** BEGIN Data shown **

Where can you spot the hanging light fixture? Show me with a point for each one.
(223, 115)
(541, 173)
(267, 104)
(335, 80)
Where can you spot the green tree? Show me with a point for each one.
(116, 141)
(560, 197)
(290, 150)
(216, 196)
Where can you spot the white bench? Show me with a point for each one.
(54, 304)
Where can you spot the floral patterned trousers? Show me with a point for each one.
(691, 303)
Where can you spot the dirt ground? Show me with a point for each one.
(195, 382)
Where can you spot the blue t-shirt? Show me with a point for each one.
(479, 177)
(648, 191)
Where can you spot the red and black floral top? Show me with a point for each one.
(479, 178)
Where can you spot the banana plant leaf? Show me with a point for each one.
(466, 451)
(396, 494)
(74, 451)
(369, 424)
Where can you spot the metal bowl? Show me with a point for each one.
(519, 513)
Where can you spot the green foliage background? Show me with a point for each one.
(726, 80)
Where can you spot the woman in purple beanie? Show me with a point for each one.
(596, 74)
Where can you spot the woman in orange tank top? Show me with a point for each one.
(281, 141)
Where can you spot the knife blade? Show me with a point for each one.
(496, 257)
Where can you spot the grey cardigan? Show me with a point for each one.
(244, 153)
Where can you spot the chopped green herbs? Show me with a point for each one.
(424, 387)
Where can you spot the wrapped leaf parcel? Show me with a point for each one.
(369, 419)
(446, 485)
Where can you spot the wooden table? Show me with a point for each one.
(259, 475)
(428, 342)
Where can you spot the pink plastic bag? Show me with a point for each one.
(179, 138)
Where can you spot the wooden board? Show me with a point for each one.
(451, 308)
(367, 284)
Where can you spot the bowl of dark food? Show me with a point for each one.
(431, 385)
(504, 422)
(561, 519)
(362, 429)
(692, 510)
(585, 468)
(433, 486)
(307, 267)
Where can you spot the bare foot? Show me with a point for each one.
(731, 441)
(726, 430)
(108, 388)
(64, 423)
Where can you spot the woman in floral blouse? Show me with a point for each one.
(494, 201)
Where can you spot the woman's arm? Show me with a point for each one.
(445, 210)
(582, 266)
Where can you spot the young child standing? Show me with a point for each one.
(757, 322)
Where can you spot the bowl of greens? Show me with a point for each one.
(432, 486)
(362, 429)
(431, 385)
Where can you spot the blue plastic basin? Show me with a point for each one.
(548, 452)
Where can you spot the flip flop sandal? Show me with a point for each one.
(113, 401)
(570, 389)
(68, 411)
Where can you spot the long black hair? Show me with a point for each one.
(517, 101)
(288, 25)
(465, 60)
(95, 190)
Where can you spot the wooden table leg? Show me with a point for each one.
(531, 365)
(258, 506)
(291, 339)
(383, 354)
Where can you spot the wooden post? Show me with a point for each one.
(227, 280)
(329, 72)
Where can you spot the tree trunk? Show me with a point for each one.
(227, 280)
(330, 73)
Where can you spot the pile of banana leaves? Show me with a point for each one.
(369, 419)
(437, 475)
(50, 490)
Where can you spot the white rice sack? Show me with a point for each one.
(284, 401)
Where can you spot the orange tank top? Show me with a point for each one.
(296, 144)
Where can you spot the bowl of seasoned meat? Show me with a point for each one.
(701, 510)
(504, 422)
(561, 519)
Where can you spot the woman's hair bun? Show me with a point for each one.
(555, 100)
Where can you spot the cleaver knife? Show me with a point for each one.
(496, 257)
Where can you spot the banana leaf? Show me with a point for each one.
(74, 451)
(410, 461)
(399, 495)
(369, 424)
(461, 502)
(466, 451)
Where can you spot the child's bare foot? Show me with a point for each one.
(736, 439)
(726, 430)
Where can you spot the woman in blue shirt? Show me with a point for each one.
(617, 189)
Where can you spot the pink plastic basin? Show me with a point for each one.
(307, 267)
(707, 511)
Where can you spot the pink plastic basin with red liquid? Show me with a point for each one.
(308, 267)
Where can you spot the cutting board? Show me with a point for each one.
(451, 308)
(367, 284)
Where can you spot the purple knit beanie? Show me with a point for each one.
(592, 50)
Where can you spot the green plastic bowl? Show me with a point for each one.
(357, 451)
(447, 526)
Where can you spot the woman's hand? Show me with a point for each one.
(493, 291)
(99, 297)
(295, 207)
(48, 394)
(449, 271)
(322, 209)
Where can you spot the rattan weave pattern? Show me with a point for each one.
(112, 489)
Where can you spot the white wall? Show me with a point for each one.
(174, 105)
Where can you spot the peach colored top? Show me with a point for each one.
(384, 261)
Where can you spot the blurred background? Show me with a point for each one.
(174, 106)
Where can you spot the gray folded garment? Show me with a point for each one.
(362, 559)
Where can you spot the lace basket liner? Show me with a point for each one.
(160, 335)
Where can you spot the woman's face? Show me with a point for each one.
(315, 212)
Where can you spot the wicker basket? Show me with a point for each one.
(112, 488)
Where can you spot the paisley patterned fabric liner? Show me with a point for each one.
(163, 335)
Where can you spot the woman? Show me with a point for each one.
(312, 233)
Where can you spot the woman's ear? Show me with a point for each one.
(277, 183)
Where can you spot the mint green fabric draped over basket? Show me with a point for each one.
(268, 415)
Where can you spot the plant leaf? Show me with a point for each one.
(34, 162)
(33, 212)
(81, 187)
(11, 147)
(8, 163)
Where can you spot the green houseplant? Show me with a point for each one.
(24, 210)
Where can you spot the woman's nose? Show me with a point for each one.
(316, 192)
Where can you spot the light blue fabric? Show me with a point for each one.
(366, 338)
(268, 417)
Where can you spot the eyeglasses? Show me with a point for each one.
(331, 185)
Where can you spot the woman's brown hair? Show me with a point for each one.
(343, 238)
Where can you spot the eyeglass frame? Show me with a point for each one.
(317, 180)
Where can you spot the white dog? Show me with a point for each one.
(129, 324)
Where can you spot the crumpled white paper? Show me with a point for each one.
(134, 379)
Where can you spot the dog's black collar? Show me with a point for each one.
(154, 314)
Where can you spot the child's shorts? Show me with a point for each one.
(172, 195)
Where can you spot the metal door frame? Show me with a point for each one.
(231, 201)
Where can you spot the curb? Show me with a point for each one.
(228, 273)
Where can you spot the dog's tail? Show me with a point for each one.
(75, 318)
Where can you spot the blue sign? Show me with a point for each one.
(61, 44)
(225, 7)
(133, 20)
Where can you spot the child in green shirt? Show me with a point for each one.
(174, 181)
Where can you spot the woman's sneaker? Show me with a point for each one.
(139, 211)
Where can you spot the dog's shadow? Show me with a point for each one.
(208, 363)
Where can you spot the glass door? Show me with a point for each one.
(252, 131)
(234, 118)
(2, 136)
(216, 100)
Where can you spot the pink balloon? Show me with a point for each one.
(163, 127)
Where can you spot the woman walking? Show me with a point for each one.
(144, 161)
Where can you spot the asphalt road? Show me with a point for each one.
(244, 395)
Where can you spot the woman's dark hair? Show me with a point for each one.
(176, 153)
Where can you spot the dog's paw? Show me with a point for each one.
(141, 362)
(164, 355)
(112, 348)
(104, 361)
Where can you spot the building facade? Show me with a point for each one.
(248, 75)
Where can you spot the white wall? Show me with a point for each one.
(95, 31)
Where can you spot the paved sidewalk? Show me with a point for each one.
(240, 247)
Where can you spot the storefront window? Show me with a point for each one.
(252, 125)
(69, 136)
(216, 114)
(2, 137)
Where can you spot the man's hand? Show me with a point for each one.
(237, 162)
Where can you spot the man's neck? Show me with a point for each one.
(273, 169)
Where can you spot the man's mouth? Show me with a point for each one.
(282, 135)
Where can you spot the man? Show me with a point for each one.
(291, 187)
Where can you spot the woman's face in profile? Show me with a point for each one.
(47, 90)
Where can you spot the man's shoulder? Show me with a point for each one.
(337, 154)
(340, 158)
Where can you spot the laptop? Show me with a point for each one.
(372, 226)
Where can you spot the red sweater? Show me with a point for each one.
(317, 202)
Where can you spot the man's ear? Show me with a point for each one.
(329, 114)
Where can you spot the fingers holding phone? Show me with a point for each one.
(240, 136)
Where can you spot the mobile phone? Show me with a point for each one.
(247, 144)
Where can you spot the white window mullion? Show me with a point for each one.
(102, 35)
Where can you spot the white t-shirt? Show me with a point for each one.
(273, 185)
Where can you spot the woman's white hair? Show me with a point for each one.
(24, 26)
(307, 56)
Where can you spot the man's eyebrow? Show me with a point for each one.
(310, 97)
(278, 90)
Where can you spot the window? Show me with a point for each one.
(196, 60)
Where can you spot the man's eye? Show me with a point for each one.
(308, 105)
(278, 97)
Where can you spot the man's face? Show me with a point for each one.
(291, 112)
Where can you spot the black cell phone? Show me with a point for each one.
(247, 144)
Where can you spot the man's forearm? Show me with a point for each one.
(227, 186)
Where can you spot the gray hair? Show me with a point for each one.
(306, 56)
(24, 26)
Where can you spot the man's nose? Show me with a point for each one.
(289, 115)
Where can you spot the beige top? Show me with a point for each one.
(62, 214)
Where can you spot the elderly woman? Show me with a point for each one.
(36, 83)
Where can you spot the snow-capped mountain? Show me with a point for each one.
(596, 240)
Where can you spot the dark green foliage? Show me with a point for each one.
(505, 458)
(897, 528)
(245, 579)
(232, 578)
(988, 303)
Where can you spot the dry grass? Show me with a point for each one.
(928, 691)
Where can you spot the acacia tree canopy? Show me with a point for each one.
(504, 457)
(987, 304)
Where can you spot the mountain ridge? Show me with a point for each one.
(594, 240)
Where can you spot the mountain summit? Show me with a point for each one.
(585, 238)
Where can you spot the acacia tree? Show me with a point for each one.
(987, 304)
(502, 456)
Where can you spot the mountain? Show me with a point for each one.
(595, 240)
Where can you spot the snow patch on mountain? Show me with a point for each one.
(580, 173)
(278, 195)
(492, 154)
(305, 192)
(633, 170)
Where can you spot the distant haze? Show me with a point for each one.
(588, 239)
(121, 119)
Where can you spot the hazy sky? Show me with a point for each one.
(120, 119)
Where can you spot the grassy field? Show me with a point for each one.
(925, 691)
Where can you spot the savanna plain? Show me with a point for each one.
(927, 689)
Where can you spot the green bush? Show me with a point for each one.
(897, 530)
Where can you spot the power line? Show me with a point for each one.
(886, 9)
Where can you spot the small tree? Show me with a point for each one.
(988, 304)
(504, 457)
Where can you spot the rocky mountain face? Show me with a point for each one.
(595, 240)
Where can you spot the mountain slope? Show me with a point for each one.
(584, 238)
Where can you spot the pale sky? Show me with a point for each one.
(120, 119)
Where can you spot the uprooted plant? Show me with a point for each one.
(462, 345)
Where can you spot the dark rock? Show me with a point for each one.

** END Data shown **

▸ Exercise description
Retype only the lines running from the line with "Where can you spot the power" to the end of the listing, including both of those lines.

▸ Output
Where can you spot the power line? Show me with a point for each one.
(886, 9)
Where can you spot the small tree? Show me with a point for each one.
(988, 304)
(504, 457)
Where can you spot the rocky mountain face? Show me with a point for each one.
(595, 240)
Where can you spot the mountain slope? Show me with a point for each one.
(584, 238)
Where can you spot the pale sky? Show me with a point for each one.
(120, 119)
Where can you spot the uprooted plant? Show me with a point for each one.
(462, 345)
Where can you spot the dark rock? Show me with a point for each one.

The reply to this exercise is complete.